Estratto della fonte
╭──
Ma infatti me n'ero accorto che il listato di generation-1 dato da java-config-1 -l era vuoto e ho anche rieseguito l'intera installazione e seguendo il link dato dall'ebuild ma cmq niente ho sempre la generation1.

Ma pensavo che siccome il mio non era un ggiornamento ma  una nuova nstallazione delle jdk1.50 mi installasse direttamente la generatione 2 e così è stato....!!!Ma che devo fare oltre al java-config1 e javaconfig2 devo installare una jdk 1.5 e una inferiore???!!!Last edited by Cadoro on Sun Jul 23, 2006 9:33 pm; edited 1 time in total

----------

## gutter

Non tutti gli ebuild supportano la generation 2 quindi devi configurarle entrambe.

----------

## Cadoro

quindi dovrei installare due jdk?
╰──
Dati forniti
╭──
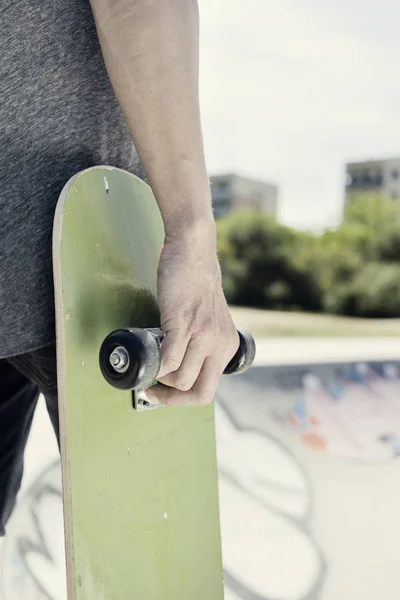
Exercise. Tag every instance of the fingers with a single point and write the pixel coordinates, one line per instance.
(173, 350)
(184, 375)
(202, 392)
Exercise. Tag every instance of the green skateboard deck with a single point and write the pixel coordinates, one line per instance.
(139, 487)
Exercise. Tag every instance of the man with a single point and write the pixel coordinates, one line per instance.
╰──
Cosa fare
• A. Copia dalla discussione su java-config tutto il testo che va da "Ma infatti me" fino a "devi configurarle entrambe.".
• B. Nei record, riscrivi tutto ciò che va dalla riga contenente "Exercise. Tag every instance of the green" fino alla fine, sostituendo "skateboard deck" con "skateboard" e lasciando il resto invariato.

Soluzioni per consegna
• A.
Ma infatti me n'ero accorto che il listato di generation-1 dato da java-config-1 -l era vuoto e ho anche rieseguito l'intera installazione e seguendo il link dato dall'ebuild ma cmq niente ho sempre la generation1.

Ma pensavo che siccome il mio non era un ggiornamento ma  una nuova nstallazione delle jdk1.50 mi installasse direttamente la generatione 2 e così è stato....!!!Ma che devo fare oltre al java-config1 e javaconfig2 devo installare una jdk 1.5 e una inferiore???!!!Last edited by Cadoro on Sun Jul 23, 2006 9:33 pm; edited 1 time in total

----------

## gutter

Non tutti gli ebuild supportano la generation 2 quindi devi configurarle entrambe.

• B.
Exercise. Tag every instance of the green skateboard with a single point and write the pixel coordinates, one line per instance.
(139, 487)
Exercise. Tag every instance of the man with a single point and write the pixel coordinates, one line per instance.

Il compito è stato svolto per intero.